* Job *
Copy out each line of the items below that contains the word "would", reproducing every such line in full.

* Task data *
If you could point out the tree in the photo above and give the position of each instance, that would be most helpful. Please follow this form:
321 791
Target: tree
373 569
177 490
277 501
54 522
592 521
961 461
==
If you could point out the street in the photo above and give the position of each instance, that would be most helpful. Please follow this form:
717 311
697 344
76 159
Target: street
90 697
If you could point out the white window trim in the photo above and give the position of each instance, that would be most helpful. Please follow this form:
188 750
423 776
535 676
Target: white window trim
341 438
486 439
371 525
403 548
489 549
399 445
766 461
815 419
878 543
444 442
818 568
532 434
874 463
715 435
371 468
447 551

* Answer in full *
If you could point out the tree in the photo above and give the position of each instance, that would be most helpful. Please follow this form:
If you could point out the street in the photo above and give the position of each instance, that would be most helpful. Please follow this form:
If you could point out the white window trim in the photo above and give the position of each instance, that would be most helpful. Please follow this form:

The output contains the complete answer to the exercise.